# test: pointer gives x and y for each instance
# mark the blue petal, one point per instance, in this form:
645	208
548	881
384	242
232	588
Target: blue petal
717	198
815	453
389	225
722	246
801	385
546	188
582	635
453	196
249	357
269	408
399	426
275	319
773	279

--------

### [About this exercise]
Which lines of the listing include the string "instance"? Pull them out.

### [Reply]
# test: pointer gives x and y for each instance
# mark the blue petal, one point per instance, in this form:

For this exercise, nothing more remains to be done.